Given problem:
In the records below, copy out the lines starting at the one that contains "Task: point to the teddy" and ending with the last line of the records, reproducing them unchanged.

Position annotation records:
━━━

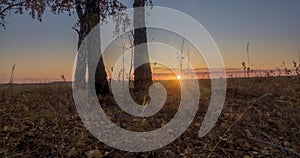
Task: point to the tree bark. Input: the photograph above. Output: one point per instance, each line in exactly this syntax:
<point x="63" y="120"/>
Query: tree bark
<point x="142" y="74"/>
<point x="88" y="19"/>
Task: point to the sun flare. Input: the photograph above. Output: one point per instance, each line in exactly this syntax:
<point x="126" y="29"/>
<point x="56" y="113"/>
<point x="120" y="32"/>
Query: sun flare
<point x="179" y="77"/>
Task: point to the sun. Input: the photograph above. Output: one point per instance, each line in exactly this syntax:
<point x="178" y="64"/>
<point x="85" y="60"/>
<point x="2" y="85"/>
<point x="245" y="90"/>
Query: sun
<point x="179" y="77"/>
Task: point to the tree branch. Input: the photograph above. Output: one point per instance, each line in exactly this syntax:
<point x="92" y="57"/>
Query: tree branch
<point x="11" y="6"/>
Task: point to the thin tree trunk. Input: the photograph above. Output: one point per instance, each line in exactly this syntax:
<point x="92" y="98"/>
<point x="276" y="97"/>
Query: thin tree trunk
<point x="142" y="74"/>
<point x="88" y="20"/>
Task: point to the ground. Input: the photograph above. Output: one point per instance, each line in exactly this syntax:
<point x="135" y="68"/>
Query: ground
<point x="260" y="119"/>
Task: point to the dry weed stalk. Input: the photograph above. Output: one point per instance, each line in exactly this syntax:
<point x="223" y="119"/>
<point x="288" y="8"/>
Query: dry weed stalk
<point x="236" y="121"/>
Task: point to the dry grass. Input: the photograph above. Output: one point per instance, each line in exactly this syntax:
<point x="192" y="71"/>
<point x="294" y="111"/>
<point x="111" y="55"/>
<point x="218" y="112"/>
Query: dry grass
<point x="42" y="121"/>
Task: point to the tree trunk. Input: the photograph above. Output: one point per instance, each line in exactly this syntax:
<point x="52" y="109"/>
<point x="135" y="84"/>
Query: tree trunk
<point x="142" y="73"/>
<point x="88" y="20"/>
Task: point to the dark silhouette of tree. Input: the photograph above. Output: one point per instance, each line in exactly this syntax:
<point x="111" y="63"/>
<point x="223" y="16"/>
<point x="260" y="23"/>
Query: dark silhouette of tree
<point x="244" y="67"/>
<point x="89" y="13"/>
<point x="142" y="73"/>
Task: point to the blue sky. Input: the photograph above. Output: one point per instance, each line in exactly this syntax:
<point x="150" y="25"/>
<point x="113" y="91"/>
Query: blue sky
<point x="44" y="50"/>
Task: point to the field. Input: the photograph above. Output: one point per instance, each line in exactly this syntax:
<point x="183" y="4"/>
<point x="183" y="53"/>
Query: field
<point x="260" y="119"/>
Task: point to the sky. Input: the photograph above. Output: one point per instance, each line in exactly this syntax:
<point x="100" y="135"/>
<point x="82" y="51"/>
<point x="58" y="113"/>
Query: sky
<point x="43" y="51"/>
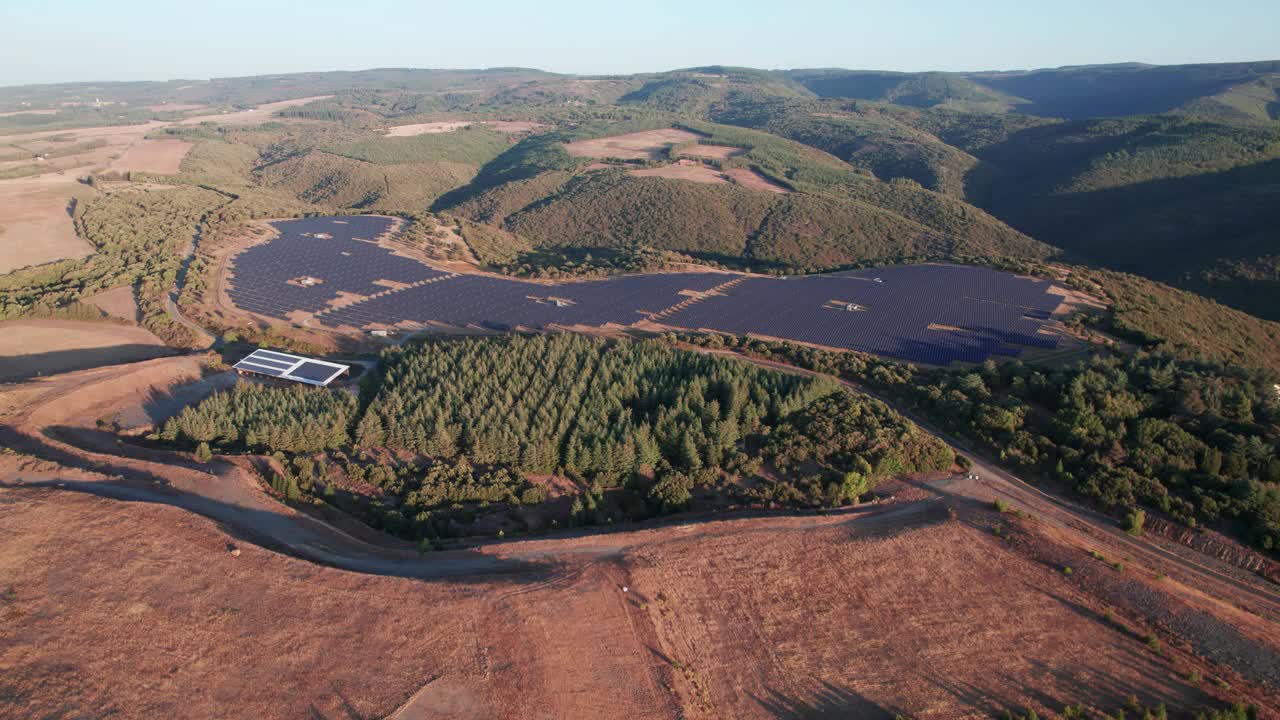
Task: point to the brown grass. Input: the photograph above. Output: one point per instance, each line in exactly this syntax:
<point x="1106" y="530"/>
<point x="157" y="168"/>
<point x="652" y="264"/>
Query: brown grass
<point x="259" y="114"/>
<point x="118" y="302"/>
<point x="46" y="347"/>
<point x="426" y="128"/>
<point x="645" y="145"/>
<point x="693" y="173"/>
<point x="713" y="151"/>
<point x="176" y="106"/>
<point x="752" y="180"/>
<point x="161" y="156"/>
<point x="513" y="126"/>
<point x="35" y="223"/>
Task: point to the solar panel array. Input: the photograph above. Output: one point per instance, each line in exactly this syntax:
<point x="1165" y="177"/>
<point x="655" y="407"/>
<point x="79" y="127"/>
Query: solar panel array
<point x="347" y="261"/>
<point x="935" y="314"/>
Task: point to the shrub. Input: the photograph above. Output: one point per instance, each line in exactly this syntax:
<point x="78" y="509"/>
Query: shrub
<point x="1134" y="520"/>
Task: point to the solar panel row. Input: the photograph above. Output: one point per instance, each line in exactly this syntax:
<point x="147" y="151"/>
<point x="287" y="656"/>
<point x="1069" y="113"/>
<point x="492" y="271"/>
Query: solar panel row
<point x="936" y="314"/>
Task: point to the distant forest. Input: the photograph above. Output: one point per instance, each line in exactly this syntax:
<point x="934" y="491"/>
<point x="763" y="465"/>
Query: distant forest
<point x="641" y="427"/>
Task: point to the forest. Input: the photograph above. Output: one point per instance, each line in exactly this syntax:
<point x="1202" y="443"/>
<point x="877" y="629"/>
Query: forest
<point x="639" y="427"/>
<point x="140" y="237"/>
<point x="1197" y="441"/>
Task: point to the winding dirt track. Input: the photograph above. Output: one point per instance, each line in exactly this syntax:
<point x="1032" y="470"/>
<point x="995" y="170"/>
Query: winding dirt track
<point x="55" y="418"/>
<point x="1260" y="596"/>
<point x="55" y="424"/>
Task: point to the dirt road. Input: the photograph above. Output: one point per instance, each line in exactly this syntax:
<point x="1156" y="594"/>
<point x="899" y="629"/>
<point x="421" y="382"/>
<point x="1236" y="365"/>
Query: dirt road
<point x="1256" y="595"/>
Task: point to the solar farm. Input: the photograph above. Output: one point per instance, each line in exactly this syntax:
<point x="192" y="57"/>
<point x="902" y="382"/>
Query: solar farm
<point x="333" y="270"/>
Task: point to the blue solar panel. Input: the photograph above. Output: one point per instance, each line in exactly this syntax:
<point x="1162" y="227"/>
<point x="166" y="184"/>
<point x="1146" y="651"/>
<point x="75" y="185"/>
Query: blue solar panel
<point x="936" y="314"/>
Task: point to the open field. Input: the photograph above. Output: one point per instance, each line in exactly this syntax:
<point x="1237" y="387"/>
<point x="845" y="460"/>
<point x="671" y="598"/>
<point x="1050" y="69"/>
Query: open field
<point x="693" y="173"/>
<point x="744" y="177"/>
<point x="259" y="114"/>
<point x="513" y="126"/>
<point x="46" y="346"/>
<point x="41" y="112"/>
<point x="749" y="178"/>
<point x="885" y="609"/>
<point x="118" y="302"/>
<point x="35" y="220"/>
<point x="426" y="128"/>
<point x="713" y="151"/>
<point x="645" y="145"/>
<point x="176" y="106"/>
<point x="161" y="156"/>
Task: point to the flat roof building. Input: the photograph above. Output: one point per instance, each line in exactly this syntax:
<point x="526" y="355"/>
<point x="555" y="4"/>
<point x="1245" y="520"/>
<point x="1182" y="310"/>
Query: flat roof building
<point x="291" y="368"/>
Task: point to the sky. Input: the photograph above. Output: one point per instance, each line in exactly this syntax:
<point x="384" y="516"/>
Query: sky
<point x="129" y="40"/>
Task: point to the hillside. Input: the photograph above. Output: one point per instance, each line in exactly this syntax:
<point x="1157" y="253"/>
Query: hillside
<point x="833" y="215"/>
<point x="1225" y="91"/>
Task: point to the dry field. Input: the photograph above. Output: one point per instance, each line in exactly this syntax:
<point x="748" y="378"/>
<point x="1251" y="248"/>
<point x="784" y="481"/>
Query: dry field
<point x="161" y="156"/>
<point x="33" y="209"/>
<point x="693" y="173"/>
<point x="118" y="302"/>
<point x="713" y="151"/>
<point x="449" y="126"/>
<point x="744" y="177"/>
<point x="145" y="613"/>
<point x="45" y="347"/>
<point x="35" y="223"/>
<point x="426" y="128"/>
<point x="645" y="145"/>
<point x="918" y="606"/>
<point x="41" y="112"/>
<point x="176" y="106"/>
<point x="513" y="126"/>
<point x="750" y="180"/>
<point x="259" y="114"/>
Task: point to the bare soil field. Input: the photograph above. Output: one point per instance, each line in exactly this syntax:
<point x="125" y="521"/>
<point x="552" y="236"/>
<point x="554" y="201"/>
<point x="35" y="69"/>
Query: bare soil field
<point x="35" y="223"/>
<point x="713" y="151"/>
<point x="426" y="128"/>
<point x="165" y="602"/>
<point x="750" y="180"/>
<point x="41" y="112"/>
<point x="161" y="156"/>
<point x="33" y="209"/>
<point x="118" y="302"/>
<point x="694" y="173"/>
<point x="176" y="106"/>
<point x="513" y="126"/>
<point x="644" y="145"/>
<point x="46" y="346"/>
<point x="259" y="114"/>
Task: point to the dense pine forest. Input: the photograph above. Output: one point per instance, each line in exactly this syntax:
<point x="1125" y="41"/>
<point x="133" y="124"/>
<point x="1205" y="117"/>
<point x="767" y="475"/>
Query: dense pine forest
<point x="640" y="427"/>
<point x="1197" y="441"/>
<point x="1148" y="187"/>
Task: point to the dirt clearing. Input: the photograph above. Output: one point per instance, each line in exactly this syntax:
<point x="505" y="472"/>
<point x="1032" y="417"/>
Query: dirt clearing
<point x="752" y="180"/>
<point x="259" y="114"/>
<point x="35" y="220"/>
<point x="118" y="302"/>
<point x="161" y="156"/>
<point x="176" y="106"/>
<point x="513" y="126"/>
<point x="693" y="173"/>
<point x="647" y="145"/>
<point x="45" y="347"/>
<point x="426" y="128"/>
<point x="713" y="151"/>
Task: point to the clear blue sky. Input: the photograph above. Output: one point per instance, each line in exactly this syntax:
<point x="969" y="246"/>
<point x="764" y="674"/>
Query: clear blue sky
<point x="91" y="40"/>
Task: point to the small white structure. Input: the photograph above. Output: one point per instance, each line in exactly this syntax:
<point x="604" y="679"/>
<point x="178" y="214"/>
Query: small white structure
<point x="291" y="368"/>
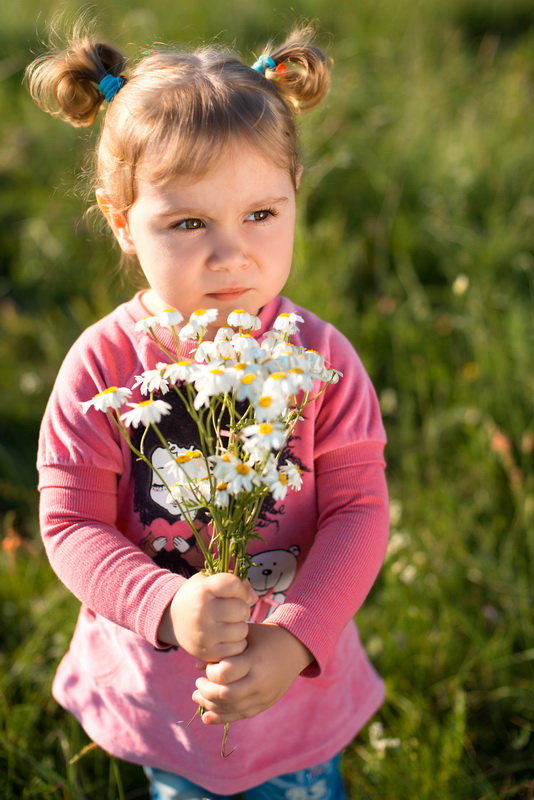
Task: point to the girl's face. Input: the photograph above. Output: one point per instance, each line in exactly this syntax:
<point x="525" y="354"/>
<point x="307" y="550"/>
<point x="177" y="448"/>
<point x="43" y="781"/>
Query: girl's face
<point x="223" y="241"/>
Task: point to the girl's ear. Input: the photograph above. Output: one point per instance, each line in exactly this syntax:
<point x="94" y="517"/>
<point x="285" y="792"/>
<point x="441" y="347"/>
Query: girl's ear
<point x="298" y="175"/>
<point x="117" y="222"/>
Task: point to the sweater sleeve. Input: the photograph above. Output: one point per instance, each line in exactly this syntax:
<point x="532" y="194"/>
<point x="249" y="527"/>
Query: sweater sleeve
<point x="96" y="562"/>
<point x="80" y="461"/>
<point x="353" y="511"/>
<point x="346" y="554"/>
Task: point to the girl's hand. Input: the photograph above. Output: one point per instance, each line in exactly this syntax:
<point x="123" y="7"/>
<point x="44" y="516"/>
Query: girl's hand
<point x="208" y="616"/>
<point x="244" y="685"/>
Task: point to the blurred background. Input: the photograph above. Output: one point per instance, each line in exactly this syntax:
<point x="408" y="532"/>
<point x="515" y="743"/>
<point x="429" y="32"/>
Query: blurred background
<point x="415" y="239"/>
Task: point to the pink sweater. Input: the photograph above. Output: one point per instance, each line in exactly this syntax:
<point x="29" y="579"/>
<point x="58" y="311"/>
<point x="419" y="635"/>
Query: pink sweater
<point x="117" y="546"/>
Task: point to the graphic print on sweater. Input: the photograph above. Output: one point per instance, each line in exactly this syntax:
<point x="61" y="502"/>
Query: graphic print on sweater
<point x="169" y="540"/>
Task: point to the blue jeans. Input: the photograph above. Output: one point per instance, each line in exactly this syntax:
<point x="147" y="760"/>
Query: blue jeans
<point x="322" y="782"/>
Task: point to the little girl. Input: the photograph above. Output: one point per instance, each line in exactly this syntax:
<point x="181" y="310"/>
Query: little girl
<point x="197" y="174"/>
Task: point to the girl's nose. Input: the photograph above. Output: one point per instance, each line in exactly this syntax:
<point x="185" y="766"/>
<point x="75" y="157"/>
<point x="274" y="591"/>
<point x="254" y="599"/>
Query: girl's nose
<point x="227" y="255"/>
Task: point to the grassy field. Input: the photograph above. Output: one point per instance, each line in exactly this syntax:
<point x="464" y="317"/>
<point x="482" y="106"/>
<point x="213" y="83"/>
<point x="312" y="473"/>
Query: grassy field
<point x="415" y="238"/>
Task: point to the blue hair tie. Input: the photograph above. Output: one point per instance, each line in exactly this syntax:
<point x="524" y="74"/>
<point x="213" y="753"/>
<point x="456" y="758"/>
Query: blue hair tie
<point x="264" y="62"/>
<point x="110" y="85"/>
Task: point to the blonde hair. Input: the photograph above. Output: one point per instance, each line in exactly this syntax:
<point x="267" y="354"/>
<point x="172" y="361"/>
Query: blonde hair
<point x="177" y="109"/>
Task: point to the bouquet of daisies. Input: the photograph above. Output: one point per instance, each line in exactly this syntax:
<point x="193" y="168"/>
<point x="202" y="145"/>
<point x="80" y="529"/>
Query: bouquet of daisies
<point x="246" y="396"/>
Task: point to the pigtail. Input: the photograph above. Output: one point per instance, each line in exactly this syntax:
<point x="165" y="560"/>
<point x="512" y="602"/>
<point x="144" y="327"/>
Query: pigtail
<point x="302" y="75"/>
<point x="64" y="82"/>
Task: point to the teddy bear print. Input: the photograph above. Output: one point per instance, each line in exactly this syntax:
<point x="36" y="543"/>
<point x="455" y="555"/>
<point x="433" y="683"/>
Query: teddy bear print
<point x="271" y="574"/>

━━━

Response to this task:
Task: point to the teddy bear print. Input: the photograph above. Output: one point per instance, each line in exactly this syntax:
<point x="36" y="543"/>
<point x="455" y="555"/>
<point x="433" y="683"/>
Query: teddy bear print
<point x="271" y="574"/>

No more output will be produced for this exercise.